=== Challenge ===
Update the lines between the one holding "Label each instance of the person in green" and the one holding "column 358, row 406", inclusive, replacing every occurrence of "one pin" with "a single marker" and leaving everything else unchanged. Return only those lines.

____

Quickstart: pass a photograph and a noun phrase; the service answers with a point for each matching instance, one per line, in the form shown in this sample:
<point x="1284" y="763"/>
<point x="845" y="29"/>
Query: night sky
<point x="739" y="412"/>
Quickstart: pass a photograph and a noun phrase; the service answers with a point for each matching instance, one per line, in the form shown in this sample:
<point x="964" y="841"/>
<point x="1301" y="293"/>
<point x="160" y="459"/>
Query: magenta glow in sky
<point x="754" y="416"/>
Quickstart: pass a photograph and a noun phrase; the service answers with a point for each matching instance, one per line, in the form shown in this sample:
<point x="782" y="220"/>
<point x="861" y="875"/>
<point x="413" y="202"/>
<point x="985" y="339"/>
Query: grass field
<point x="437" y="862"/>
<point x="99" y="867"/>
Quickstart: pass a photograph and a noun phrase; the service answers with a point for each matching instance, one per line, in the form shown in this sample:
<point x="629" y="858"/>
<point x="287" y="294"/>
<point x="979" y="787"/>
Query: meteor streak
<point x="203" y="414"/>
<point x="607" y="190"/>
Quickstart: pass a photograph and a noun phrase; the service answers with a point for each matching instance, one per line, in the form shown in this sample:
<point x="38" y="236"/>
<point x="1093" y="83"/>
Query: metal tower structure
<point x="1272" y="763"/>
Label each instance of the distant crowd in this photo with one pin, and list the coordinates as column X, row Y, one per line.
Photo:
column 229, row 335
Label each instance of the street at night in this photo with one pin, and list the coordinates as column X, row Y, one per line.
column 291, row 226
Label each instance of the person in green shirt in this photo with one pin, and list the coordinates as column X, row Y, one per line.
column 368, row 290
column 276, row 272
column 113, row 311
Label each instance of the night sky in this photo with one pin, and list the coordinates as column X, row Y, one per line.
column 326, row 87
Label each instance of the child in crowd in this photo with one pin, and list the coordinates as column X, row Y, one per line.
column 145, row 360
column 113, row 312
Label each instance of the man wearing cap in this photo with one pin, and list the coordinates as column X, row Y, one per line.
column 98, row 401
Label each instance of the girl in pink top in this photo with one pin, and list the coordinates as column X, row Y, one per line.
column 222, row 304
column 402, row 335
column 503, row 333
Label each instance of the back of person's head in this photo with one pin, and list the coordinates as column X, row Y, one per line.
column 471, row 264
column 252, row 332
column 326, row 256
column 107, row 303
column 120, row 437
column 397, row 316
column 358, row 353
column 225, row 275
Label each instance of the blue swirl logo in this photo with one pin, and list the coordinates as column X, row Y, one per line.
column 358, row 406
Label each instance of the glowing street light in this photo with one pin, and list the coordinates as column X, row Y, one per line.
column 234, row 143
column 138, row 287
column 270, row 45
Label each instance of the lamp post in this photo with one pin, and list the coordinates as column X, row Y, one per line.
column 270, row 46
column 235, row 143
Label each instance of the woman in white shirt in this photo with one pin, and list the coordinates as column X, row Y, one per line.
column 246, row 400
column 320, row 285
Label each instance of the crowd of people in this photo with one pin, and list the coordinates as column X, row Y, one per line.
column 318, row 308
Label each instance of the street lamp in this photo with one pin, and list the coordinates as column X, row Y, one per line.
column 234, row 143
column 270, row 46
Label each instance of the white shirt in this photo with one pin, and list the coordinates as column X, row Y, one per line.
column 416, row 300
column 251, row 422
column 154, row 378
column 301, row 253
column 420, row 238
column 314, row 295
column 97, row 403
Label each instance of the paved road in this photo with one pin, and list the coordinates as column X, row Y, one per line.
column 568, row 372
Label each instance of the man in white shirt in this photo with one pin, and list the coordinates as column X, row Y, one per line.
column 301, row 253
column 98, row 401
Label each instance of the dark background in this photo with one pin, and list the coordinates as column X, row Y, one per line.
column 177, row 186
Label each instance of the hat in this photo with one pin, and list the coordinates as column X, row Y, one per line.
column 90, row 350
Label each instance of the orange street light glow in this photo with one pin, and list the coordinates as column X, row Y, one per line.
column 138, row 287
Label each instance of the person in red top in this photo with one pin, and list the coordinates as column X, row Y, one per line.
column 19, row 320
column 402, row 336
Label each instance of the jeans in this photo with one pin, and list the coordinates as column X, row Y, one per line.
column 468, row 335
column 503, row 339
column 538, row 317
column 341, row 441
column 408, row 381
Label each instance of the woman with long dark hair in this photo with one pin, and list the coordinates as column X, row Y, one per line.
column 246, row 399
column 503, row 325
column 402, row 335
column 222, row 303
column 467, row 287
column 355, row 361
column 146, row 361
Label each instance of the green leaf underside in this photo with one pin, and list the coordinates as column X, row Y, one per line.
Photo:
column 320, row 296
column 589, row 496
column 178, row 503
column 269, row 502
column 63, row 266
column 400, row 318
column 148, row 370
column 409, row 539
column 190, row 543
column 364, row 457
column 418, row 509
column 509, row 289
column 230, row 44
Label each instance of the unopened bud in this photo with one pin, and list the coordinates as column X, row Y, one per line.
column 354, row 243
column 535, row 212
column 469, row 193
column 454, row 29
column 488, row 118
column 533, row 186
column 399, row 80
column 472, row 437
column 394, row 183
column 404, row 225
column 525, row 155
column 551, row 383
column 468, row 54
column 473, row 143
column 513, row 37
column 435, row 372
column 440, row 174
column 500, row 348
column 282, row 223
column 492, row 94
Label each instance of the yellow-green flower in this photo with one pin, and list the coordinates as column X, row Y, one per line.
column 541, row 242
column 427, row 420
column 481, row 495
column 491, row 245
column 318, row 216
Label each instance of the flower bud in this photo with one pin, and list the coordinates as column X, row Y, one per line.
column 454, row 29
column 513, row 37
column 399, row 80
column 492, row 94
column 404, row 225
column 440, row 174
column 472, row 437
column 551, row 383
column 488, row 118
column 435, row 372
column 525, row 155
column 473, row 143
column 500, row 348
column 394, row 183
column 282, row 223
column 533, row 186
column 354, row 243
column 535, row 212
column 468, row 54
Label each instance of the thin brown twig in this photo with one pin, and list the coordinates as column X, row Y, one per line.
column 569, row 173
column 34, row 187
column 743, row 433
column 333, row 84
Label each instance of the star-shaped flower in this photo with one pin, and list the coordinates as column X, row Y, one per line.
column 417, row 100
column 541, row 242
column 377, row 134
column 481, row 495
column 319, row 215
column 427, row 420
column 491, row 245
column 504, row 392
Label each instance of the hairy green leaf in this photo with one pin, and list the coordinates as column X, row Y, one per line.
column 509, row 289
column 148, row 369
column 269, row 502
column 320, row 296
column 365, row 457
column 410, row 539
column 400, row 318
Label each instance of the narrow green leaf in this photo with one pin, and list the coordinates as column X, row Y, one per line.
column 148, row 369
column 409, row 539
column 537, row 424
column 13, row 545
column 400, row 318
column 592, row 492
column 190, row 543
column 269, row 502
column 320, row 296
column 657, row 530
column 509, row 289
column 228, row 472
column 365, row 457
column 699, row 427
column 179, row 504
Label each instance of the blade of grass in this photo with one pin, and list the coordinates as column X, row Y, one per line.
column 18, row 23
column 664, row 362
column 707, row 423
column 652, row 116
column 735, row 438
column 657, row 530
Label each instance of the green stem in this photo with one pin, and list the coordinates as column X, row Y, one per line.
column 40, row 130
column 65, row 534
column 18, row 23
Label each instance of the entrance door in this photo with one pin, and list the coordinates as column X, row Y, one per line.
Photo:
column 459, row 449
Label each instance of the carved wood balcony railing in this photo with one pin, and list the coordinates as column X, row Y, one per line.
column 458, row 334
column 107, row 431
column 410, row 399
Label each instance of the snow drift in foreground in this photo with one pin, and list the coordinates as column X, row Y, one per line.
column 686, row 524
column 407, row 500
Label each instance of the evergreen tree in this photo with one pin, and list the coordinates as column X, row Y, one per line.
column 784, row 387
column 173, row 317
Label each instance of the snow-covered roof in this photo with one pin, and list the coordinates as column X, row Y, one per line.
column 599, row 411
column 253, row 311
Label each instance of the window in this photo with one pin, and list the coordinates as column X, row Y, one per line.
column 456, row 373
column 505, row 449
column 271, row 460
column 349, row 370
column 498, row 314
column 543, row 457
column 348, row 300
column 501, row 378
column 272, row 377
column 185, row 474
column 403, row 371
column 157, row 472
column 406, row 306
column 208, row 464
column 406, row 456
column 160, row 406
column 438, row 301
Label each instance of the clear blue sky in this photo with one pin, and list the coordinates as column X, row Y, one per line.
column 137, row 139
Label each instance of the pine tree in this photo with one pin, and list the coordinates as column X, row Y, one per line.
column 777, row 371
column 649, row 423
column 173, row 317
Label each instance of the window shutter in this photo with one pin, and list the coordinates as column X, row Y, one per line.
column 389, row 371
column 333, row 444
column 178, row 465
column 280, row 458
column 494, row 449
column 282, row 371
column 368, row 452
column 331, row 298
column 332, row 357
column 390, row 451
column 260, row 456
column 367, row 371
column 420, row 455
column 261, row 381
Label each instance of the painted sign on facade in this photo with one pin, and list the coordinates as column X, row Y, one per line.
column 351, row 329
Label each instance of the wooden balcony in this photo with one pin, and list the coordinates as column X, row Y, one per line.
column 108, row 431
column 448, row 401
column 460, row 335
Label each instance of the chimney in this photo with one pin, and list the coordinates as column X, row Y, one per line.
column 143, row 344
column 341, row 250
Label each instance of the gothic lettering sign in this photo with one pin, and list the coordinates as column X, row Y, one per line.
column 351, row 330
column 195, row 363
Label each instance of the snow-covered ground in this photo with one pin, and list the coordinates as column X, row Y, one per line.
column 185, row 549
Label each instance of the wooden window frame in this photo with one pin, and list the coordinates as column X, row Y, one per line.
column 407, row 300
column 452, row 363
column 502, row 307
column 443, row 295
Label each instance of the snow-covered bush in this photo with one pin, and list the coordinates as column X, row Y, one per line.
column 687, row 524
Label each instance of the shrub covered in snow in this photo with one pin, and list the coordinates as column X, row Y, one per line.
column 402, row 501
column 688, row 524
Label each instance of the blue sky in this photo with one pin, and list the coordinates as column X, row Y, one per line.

____

=== Task result ===
Label each instance of the person in green shirt in this photo with a single marker, and list the coordinates as column X, row Y, one per line.
column 368, row 290
column 276, row 272
column 113, row 311
Label each instance of the night sky in this photo with a single marker, and list the coordinates as column X, row Y, one per line.
column 326, row 87
Label each instance of the child in crowd in this photo with a single marker, and list the coordinates as column X, row Y, one per line.
column 145, row 360
column 113, row 312
Label each instance of the man wearing cap in this photo with a single marker, and list the coordinates as column X, row Y, one per line.
column 98, row 401
Label each instance of the girl in pink top in this photo with a single marker, and list the coordinates as column X, row Y, one per line.
column 222, row 304
column 402, row 335
column 503, row 333
Label each instance of the back of person's head in this photo with a single marker, and list the coordinates as column X, row Y, one per line.
column 471, row 264
column 252, row 332
column 326, row 256
column 107, row 303
column 120, row 437
column 397, row 316
column 358, row 353
column 225, row 275
Label each instance of the blue swirl logo in this photo with a single marker, and list the coordinates as column X, row Y, one per line.
column 358, row 406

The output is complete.